_Consignes_
A - Dans le récit, réécrivez de façon plus brève le paragraphe qui commence par « Le trajet passe assez vite », en gardant ses faits essentiels.
B - Recopiez à l'identique la partie des lignes de données qui commence à la toute première ligne et se termine par la ligne contenant "[333,93,513,407]", ces deux lignes comprises.

_Texte_
———

Au bout de vingt minutes, notre bus arrive. Allelujah ! Il est écrit "Direction Lyon" en gros dessus ; la maison n'est plus loin. Je m'empresse de monter, je m'installe dans mon petit fauteuil, et voit la Suisse défiler devant moi. Dans ma tête, je lui lance de furtifs doigts d'honneur imaginaires, maudissant leur richesse et leur CHF.

Le trajet passe assez vite, et vient le moment où on arrive à la douane française. Un grand brun à l'air de "fais-moi pas chier" me demande ma carte d'identité, en anglais, et alors que je lui réponds en français, il me lance un sourire.

- Ah, on rentre à la maison ?

- Ouais putain. Il était temps.

Il le sait pas, mais à ce moment précis, j'ai envie de l'embrasser. Sur la bouche, langoureusement, avec le plus grand amour qu'une frontière ait connu, pour la simple et bonne raison qu'il est français. Mais bon, il me rend ma carte, en me remerciant ; la magie de l'amour patriotique n'a pas du opérer en lui.

———

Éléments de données
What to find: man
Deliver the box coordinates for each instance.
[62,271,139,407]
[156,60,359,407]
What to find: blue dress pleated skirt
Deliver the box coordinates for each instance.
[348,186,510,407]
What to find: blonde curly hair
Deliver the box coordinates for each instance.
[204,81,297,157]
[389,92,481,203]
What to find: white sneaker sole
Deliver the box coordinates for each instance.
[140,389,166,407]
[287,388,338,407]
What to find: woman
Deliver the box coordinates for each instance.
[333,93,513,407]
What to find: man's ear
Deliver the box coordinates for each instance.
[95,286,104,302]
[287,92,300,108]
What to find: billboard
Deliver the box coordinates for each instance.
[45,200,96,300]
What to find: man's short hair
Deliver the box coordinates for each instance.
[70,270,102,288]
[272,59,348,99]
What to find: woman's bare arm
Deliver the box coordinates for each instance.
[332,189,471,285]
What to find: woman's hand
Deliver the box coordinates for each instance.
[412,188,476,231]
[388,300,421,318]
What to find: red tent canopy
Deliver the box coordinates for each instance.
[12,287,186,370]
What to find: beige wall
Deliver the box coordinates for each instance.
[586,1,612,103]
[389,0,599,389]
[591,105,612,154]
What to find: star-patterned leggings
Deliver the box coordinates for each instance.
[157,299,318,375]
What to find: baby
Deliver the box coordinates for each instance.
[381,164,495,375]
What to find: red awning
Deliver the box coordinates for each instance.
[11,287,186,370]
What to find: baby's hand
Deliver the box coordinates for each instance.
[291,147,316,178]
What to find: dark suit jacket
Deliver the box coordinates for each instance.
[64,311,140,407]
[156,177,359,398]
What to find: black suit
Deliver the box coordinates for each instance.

———

_Corrigé_
A - Le trajet est rapide jusqu'à la douane française. Là, un grand brun à l'air peu commode me demande ma carte d'identité en anglais. Je réponds en français, et il me sourit.

B -
What to find: man
Deliver the box coordinates for each instance.
[62,271,139,407]
[156,60,359,407]
What to find: blue dress pleated skirt
Deliver the box coordinates for each instance.
[348,186,510,407]
What to find: blonde curly hair
Deliver the box coordinates for each instance.
[204,81,297,157]
[389,92,481,203]
What to find: white sneaker sole
Deliver the box coordinates for each instance.
[140,389,166,407]
[287,388,338,407]
What to find: woman
Deliver the box coordinates for each instance.
[333,93,513,407]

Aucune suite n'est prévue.